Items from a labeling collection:
-=-=-=-=-

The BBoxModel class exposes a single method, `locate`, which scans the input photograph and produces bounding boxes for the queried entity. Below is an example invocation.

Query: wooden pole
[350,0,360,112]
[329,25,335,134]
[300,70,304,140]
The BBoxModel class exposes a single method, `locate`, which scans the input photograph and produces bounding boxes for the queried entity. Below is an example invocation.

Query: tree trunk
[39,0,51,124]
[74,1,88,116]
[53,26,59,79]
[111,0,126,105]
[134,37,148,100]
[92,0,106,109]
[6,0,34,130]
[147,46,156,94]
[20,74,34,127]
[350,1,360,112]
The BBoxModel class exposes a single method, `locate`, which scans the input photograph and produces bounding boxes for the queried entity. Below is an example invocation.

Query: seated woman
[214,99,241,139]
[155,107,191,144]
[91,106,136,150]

-=-=-=-=-

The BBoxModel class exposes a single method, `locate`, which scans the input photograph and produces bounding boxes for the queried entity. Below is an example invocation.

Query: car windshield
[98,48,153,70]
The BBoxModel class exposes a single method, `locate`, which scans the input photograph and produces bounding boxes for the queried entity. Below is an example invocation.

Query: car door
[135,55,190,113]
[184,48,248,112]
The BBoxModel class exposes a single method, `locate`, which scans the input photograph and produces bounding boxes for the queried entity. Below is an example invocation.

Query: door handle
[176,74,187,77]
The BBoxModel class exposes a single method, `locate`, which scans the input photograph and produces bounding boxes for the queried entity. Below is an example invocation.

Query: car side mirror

-=-=-=-=-

What you have to do ▸
List every line in the listing above that contains the string "Query", counting only matches with the same capitalization.

Reply to the exercise ▸
Query: wooden pole
Query: tree trunk
Query: seated woman
Query: car windshield
Query: car door
Query: door handle
Query: car side mirror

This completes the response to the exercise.